• [WHAT TO DO] Print only the part of the data below that begins at the line containing "phrase -- person with backpack" and runs through the final line, reproducing each line verbatim.

• [DATA TO USE]
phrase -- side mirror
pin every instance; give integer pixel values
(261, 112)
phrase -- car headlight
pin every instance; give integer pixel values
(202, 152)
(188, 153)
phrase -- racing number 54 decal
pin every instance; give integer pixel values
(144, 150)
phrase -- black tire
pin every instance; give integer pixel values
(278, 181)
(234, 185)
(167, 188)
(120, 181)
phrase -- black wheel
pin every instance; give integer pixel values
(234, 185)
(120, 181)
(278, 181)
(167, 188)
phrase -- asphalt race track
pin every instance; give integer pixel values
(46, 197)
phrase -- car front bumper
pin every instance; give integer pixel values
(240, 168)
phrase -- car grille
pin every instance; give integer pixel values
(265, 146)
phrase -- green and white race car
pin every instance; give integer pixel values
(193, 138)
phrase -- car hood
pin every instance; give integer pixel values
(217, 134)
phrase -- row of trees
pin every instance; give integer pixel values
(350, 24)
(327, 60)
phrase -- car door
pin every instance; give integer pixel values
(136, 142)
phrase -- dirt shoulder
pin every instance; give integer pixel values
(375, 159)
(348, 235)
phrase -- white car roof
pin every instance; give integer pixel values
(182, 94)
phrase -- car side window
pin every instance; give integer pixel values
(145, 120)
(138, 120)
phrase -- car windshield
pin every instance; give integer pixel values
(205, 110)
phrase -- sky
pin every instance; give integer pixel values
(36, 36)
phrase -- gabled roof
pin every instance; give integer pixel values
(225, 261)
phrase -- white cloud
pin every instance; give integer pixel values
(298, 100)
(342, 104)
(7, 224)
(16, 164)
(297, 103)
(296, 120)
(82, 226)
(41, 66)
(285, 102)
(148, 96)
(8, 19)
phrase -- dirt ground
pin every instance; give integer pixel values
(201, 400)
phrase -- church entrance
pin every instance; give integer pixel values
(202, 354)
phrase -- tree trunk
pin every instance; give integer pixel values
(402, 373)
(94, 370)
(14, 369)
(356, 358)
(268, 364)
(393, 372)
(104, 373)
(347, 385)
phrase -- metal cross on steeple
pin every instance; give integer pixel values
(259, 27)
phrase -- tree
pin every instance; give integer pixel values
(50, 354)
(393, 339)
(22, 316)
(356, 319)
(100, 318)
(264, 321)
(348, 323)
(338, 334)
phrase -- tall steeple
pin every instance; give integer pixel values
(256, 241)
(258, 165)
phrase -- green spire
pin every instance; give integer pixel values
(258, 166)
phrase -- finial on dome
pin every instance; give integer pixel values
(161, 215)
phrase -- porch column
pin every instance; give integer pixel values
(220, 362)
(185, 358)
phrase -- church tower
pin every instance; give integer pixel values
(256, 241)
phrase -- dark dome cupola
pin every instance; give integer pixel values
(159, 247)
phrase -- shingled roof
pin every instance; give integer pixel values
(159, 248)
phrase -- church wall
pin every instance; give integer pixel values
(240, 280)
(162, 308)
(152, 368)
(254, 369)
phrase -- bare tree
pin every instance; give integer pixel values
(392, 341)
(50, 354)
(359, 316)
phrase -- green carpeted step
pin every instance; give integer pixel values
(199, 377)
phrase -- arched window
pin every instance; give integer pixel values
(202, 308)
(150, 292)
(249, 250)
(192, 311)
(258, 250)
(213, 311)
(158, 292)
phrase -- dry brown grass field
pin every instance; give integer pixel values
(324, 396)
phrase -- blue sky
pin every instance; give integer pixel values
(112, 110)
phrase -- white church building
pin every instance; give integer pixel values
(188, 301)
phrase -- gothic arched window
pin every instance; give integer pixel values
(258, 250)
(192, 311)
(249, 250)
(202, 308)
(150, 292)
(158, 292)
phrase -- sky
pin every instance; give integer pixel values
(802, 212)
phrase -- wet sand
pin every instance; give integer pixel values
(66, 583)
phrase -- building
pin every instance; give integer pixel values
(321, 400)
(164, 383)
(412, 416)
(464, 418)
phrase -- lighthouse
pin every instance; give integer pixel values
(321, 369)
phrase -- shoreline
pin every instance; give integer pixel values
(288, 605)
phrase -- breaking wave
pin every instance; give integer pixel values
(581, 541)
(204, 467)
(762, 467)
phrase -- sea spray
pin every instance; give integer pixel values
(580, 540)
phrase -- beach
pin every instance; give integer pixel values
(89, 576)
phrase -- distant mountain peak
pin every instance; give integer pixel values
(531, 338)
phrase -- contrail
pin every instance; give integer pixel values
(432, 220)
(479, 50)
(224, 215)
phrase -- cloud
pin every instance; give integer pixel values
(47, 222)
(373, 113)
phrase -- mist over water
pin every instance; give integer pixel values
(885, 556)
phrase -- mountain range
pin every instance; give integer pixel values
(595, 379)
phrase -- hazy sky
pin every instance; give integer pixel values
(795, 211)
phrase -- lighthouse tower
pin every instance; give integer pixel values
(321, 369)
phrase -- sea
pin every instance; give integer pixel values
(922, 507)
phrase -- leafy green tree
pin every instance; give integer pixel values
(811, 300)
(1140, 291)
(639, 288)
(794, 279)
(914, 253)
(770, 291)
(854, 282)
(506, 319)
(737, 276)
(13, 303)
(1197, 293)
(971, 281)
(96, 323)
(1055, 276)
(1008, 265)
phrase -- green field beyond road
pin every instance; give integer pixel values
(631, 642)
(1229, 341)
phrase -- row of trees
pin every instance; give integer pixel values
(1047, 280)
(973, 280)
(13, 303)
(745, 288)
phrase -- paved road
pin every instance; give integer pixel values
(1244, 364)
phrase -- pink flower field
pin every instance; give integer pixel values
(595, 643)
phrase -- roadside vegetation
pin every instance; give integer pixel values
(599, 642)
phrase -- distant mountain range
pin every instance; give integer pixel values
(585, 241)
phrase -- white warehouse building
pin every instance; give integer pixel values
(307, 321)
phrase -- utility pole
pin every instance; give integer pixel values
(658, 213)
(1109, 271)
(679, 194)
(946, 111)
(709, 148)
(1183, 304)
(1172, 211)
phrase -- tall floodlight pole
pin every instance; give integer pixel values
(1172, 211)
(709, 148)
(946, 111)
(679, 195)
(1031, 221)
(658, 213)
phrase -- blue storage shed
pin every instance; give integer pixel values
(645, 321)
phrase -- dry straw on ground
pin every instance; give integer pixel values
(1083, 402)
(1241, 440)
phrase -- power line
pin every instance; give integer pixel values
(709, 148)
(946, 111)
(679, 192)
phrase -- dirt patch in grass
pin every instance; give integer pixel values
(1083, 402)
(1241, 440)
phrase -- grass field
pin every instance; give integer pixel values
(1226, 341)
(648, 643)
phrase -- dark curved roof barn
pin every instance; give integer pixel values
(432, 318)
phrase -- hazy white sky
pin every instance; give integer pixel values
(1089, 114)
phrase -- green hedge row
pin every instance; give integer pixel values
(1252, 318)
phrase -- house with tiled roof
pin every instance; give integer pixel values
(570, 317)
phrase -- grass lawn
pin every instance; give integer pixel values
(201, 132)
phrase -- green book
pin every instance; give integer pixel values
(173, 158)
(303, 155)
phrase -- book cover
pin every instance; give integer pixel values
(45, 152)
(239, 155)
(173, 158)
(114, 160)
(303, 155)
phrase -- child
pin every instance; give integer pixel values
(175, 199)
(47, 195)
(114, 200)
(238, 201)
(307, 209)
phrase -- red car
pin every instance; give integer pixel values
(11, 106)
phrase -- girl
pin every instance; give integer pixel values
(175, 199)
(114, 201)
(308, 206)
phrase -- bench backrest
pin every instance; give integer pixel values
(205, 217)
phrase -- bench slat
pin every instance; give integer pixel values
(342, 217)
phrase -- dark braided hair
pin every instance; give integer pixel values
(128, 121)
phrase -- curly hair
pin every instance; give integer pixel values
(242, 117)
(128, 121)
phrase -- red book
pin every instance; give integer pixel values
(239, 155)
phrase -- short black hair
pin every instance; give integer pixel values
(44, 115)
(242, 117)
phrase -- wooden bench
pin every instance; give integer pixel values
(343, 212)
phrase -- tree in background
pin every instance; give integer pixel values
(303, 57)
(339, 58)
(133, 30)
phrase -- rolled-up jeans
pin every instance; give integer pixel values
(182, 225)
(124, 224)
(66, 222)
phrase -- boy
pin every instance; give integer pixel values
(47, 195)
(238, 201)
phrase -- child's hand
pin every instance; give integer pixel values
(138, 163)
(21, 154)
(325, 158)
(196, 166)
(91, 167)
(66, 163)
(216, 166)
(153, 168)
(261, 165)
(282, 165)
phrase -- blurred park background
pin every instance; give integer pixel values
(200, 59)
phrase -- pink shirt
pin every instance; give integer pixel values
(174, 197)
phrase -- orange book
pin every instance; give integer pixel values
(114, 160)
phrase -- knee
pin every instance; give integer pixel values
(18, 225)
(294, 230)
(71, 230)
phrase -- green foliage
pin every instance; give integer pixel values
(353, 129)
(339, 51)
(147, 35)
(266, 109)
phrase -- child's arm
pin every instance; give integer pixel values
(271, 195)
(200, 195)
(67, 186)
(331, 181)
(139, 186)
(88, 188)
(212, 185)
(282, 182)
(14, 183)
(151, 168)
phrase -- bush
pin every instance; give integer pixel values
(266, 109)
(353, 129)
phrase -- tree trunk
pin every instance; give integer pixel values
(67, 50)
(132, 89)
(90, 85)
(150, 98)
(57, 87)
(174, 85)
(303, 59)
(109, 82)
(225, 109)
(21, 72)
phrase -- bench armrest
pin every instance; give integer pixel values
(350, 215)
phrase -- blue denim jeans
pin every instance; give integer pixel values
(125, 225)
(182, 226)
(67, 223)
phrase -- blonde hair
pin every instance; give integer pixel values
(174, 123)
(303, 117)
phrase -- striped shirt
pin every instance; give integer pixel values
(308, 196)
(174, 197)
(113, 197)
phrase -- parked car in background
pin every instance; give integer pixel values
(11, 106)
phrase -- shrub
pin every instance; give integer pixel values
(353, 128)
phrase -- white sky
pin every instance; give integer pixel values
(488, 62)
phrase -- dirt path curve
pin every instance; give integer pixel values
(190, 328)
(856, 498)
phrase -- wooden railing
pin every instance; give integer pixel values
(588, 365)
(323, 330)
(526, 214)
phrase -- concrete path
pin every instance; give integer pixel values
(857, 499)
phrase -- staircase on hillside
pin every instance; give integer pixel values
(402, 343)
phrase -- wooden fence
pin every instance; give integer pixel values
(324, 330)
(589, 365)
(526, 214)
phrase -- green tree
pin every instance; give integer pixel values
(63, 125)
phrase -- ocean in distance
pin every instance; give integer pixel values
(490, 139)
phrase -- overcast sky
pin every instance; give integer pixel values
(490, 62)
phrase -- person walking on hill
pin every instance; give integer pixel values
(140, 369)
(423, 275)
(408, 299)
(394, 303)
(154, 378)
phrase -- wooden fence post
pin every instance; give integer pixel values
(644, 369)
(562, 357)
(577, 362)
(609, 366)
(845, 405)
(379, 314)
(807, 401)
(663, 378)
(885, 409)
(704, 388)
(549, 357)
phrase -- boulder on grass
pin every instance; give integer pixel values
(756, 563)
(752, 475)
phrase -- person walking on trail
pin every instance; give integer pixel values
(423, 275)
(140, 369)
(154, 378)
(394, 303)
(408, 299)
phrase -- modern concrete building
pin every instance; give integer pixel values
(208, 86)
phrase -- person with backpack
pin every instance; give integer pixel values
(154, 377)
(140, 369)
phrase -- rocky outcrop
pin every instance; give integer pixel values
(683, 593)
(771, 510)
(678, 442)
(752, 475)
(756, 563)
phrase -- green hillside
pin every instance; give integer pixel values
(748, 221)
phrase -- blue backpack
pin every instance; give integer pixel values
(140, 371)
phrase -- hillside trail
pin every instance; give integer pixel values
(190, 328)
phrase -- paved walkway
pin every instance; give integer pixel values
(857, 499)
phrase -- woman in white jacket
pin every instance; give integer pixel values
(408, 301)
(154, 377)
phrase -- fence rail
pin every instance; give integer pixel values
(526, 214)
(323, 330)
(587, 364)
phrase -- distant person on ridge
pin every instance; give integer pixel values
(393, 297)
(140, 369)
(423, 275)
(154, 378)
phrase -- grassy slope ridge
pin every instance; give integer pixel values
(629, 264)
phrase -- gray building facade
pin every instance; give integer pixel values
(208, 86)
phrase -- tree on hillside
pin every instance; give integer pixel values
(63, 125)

• [TASK SOLUTION]
phrase -- person with backpack
pin every instance; give integer pixel values
(154, 377)
(140, 369)
phrase -- rocky outcrop
pin every instance; give integer pixel values
(683, 593)
(771, 510)
(678, 442)
(752, 475)
(756, 563)
phrase -- green hillside
pin every instance; give integer pixel values
(748, 221)
phrase -- blue backpack
pin every instance; give integer pixel values
(140, 371)
phrase -- hillside trail
pin every instance; give integer pixel values
(190, 328)
phrase -- paved walkway
pin every instance; give integer pixel values
(857, 499)
phrase -- woman in white jacket
pin every instance; give integer pixel values
(408, 301)
(154, 377)
phrase -- fence rail
pin every instance; give integer pixel values
(526, 214)
(323, 330)
(587, 364)
phrase -- distant person on ridge
pin every instance; give integer pixel values
(393, 297)
(140, 369)
(423, 275)
(154, 378)
phrase -- grassy slope ridge
pin every instance; give integer pixel values
(629, 264)
phrase -- gray building facade
pin every instance; give integer pixel values
(208, 86)
phrase -- tree on hillside
pin every instance; give integer pixel values
(63, 125)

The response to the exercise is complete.